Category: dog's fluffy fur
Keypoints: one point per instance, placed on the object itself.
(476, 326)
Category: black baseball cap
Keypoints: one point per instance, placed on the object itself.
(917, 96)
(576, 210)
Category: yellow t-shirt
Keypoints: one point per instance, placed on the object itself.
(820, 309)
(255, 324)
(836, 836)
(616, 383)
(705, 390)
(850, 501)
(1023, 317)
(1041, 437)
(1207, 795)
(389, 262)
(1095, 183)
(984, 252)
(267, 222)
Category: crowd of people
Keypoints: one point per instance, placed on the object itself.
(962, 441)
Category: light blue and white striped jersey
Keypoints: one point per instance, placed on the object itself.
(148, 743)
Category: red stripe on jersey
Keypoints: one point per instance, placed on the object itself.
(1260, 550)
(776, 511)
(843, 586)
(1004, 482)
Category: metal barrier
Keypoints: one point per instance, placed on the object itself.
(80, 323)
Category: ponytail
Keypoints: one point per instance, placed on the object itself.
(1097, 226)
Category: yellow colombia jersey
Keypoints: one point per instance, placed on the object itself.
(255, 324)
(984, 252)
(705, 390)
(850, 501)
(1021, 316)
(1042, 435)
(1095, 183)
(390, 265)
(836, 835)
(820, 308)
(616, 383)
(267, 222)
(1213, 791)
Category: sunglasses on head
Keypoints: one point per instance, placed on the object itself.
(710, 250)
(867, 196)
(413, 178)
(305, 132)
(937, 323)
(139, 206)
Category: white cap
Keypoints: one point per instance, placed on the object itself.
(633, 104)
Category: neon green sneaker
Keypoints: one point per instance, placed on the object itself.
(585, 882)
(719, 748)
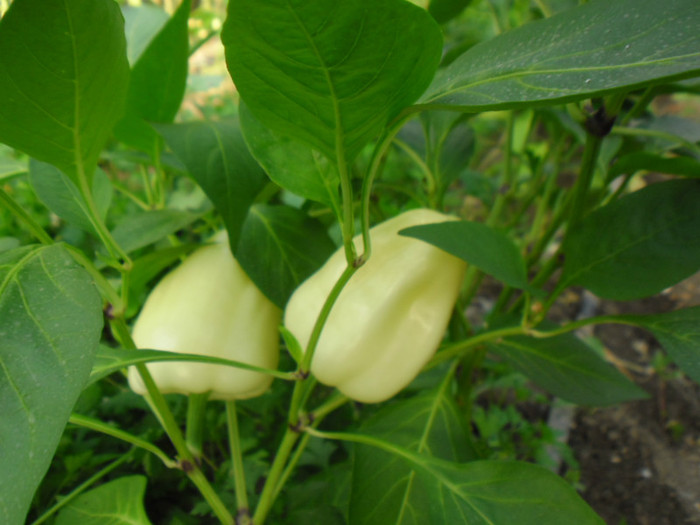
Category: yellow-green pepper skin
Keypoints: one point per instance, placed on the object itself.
(389, 319)
(209, 306)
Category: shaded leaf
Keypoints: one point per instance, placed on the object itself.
(109, 360)
(647, 161)
(428, 424)
(118, 502)
(294, 166)
(445, 10)
(141, 24)
(478, 244)
(280, 247)
(61, 196)
(594, 49)
(218, 159)
(63, 82)
(141, 229)
(157, 83)
(638, 245)
(568, 368)
(679, 334)
(328, 73)
(480, 492)
(50, 325)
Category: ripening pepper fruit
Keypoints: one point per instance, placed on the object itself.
(209, 306)
(389, 319)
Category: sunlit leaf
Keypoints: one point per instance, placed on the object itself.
(594, 49)
(50, 324)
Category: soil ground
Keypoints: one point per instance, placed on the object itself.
(640, 461)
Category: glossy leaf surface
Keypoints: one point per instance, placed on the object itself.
(294, 166)
(330, 73)
(638, 245)
(478, 244)
(50, 324)
(594, 49)
(61, 196)
(568, 368)
(118, 502)
(218, 159)
(679, 334)
(427, 424)
(280, 247)
(482, 492)
(157, 83)
(63, 81)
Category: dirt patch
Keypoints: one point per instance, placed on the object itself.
(640, 462)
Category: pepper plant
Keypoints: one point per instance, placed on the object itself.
(350, 114)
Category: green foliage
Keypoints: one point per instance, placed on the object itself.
(50, 324)
(118, 158)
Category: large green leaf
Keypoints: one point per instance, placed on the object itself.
(63, 79)
(597, 48)
(119, 502)
(61, 196)
(486, 248)
(644, 160)
(50, 324)
(293, 165)
(639, 244)
(479, 492)
(280, 247)
(141, 24)
(679, 334)
(217, 157)
(428, 424)
(157, 83)
(568, 368)
(330, 73)
(141, 229)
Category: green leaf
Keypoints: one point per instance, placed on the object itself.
(141, 229)
(445, 10)
(568, 368)
(679, 334)
(218, 159)
(478, 493)
(61, 196)
(634, 162)
(280, 247)
(478, 244)
(118, 502)
(10, 168)
(63, 81)
(328, 73)
(109, 360)
(141, 24)
(50, 325)
(294, 166)
(428, 424)
(580, 53)
(146, 268)
(157, 83)
(638, 245)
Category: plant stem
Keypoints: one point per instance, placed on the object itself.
(194, 429)
(585, 177)
(104, 428)
(456, 349)
(161, 410)
(234, 439)
(65, 500)
(270, 490)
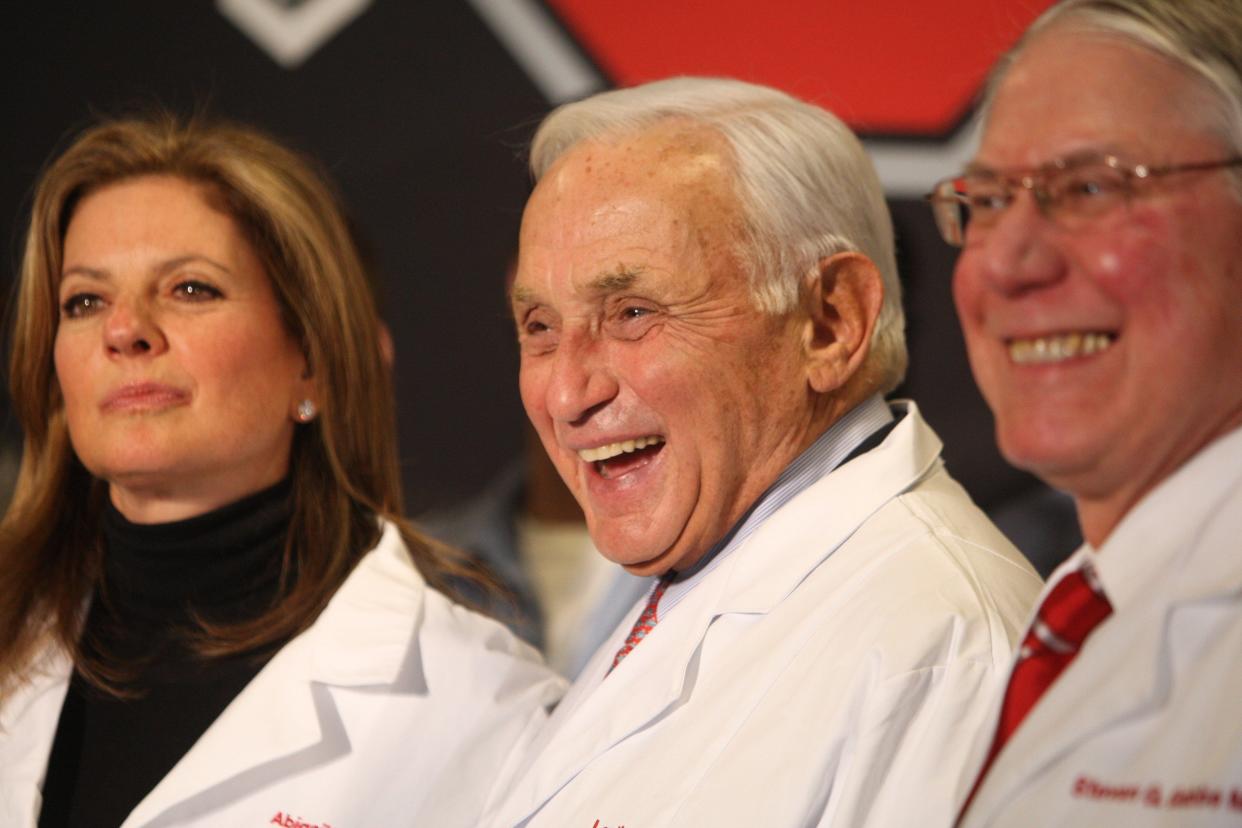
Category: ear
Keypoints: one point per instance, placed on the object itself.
(306, 404)
(843, 296)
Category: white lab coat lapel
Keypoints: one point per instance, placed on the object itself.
(650, 679)
(1061, 721)
(1139, 684)
(25, 750)
(600, 713)
(286, 721)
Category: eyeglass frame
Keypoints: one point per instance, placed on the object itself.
(1035, 180)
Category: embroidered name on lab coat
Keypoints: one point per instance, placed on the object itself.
(290, 821)
(1190, 797)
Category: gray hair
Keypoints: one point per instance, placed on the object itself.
(1201, 36)
(805, 186)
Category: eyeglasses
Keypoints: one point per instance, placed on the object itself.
(1068, 191)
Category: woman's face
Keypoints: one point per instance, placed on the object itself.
(180, 381)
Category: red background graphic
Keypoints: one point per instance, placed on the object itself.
(886, 66)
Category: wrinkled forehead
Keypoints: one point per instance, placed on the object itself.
(1074, 90)
(662, 194)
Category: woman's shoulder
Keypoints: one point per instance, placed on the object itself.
(388, 584)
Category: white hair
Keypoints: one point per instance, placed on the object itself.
(1204, 37)
(805, 186)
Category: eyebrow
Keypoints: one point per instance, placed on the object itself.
(619, 278)
(162, 268)
(1077, 157)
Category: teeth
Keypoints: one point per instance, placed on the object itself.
(1053, 349)
(614, 450)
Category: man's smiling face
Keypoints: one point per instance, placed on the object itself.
(667, 401)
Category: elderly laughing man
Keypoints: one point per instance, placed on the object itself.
(1101, 294)
(708, 313)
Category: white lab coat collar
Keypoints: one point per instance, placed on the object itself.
(601, 713)
(1148, 548)
(1140, 684)
(286, 708)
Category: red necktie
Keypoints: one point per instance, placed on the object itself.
(646, 621)
(1068, 615)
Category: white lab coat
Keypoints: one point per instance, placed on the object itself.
(831, 670)
(395, 708)
(1144, 728)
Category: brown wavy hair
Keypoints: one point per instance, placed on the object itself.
(343, 464)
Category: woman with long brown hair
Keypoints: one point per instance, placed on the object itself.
(211, 611)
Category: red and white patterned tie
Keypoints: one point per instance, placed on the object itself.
(646, 621)
(1068, 615)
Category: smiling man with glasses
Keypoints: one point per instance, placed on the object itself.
(1099, 291)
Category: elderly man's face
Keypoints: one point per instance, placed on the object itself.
(666, 400)
(1159, 276)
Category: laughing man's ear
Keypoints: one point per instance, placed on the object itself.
(845, 293)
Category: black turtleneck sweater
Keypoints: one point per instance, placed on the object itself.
(222, 566)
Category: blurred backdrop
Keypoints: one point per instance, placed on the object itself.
(420, 109)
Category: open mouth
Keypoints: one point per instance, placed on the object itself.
(1057, 348)
(614, 459)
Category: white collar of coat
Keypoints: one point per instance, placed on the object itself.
(853, 493)
(363, 634)
(1154, 543)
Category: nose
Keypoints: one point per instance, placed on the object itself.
(1019, 251)
(581, 380)
(131, 329)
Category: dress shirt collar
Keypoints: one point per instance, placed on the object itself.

....

# WORK TO BE COMPLETED:
Reproduce all of the entries above word for word, leaving out the pictures.

# SOLUTION FOR THIS EXERCISE:
Category: dog's fluffy fur
Keypoints: one point per instance, placed on the object itself.
(476, 326)
Category: black baseball cap
Keypoints: one point per instance, placed on the object itself.
(917, 96)
(576, 210)
Category: yellow t-shirt
Keypoints: one point per instance, placed on the object itself.
(820, 309)
(255, 324)
(836, 836)
(616, 383)
(705, 390)
(850, 501)
(1023, 317)
(1041, 437)
(1207, 795)
(389, 262)
(1095, 183)
(984, 252)
(267, 222)
Category: crowd of people
Keypoints: one point per instance, placed on the object itself.
(962, 441)
Category: light blue and white striped jersey
Keypoints: one point per instance, placed on the object itself.
(148, 743)
Category: red stripe on jersey
Keypoints: one point per instance, placed on the object itself.
(1260, 550)
(776, 511)
(843, 586)
(1004, 482)
Category: metal barrier
Keypoints: one point per instance, placed on the object itself.
(80, 323)
Category: ponytail
Keypoints: one point per instance, placed on the object itself.
(1097, 226)
Category: yellow colombia jersey
Keypoints: one point per instance, placed on the object itself.
(255, 324)
(984, 252)
(705, 390)
(850, 501)
(1021, 316)
(1042, 435)
(1095, 183)
(390, 265)
(836, 835)
(820, 308)
(616, 383)
(267, 222)
(1213, 791)
Category: sunglasses on head
Keypoints: one point per instance, placed on the object itself.
(710, 250)
(867, 196)
(413, 178)
(305, 132)
(937, 323)
(139, 206)
Category: white cap
Keypoints: one point per instance, placed on the object itself.
(633, 104)
Category: neon green sneaker
Keypoints: one point per instance, placed on the object itself.
(585, 882)
(719, 748)
Category: yellow-green pepper skin
Keypoints: one point per instance, placed on the object itself.
(389, 319)
(209, 306)
Category: shaded leaf
Keypoints: one point per instance, placed on the object itself.
(109, 360)
(647, 161)
(428, 424)
(118, 502)
(294, 166)
(445, 10)
(141, 24)
(478, 244)
(280, 247)
(61, 196)
(594, 49)
(218, 159)
(63, 82)
(141, 229)
(157, 83)
(638, 245)
(568, 368)
(679, 334)
(328, 73)
(480, 492)
(50, 325)
Category: ripening pepper fruit
Keypoints: one point per instance, placed on the object itself.
(209, 306)
(389, 319)
Category: sunlit leaf
Keypoints: one point per instance, placed on the object itself.
(594, 49)
(50, 324)
Category: soil ground
Keypoints: one point per instance, placed on the object itself.
(640, 461)
Category: glossy leaf surface
Keypoints: one point per instance, placed on the object itself.
(294, 166)
(330, 73)
(638, 245)
(478, 244)
(50, 324)
(594, 49)
(61, 196)
(568, 368)
(118, 502)
(218, 159)
(679, 334)
(427, 424)
(280, 247)
(482, 492)
(157, 83)
(63, 81)
Category: dirt patch
Keypoints: one point per instance, placed on the object itself.
(640, 462)
Category: pepper plant
Keypoints: one point per instance, placed on the object itself.
(350, 114)
Category: green foliage
Keypoints: one point per instance, placed on the object itself.
(50, 324)
(118, 158)
Category: large green leaf
Keypoints: one point per instance, placed on the object itself.
(63, 79)
(597, 48)
(119, 502)
(61, 196)
(486, 248)
(644, 160)
(50, 324)
(293, 165)
(639, 244)
(479, 492)
(280, 247)
(141, 24)
(679, 334)
(217, 157)
(428, 424)
(157, 83)
(568, 368)
(330, 73)
(141, 229)
Category: green leaf
Keypoints: one point per instance, placed on the object itself.
(141, 229)
(445, 10)
(568, 368)
(679, 334)
(218, 159)
(478, 493)
(61, 196)
(634, 162)
(280, 247)
(478, 244)
(118, 502)
(10, 168)
(63, 81)
(328, 73)
(109, 360)
(141, 24)
(50, 325)
(294, 166)
(428, 424)
(580, 53)
(146, 268)
(157, 83)
(638, 245)
Category: plant stem
Keypoints: one point per instance, placed on the object itself.
(194, 429)
(585, 177)
(104, 428)
(456, 349)
(161, 410)
(234, 439)
(65, 500)
(270, 490)
Category: ear
Keypoints: one point per instance, placed on the object itself.
(306, 404)
(843, 296)
Category: white lab coat lapel
Keypoints: one point per instance, placed on the object itself.
(650, 679)
(1061, 721)
(1139, 684)
(25, 750)
(600, 713)
(286, 721)
Category: eyeglass frame
Keypoints: one point per instance, placed on the object itself.
(1035, 180)
Category: embroidered name on lab coat
Keypoints: one point per instance, placed on the object itself.
(290, 821)
(1190, 797)
Category: gray hair
Keypoints: one point per instance, placed on the object itself.
(1201, 36)
(805, 186)
Category: eyeglasses
Keypoints: one point per instance, placed on the object itself.
(1068, 191)
Category: woman's face
Keypoints: one point per instance, placed on the object itself.
(180, 381)
Category: red background graphic
Keypoints: one point per instance, placed on the object itself.
(886, 66)
Category: wrinkled forehead
Keypoints: one point per instance, placed on the object itself.
(1074, 90)
(662, 194)
Category: woman's shoulder
Keypoints: one point per instance, placed on the object itself.
(388, 584)
Category: white hair
Keypoints: one point per instance, placed on the object itself.
(1204, 37)
(805, 186)
Category: eyebrow
Keypoints: one point per instance, placed on the object itself.
(619, 278)
(162, 268)
(1077, 157)
Category: teeth
Keypoints: one point per instance, placed on the object itself.
(1053, 349)
(614, 450)
Category: man's smiling face
Keypoints: one point per instance, placed on the object itself.
(667, 401)
Category: elderly laughing man
Keypoints: one point per instance, placed on the object itself.
(1101, 294)
(708, 313)
Category: white lab coat collar
Keypoints: one point per instance, placed on the object itself.
(601, 713)
(1148, 548)
(1140, 684)
(286, 708)
Category: red necktie
Keypoints: one point per instance, placed on the object itself.
(646, 621)
(1068, 615)
Category: white lab coat
Keypoints: one point per instance, placed on the object itself.
(831, 670)
(395, 708)
(1144, 728)
Category: brown wavy hair
Keypoints: one point per instance, placed on the object itself.
(343, 464)
Category: woman with long brown hair
Keypoints: one point per instance, placed on the object itself.
(211, 611)
Category: red and white patterned tie
Keypoints: one point per instance, placed on the object itself.
(646, 621)
(1068, 615)
Category: smiling man with glasses
Keypoints: one point per instance, placed on the object itself.
(1099, 291)
Category: elderly man's face
Keypoints: one point per instance, placed on the object itself.
(666, 400)
(1159, 276)
Category: laughing man's ear
Keypoints: one point per instance, placed on the object itself.
(845, 293)
Category: black turtleneck sweater
Keypoints: one point per instance, placed on the object itself.
(222, 566)
Category: blurred backdrop
Keypoints: one point per instance, placed on the object itself.
(420, 109)
Category: open mouth
Keypoints: one point per instance, placed on the object itself.
(1057, 348)
(614, 459)
Category: white collar of coat
Keypoints: one point per instance, placed on the object itself.
(853, 493)
(363, 634)
(1154, 543)
Category: nose
Keypoints: one point per instance, placed on the object itself.
(1019, 251)
(581, 380)
(131, 329)
Category: dress shirt collar
Keypoints: one point per instance, placed on the object itself.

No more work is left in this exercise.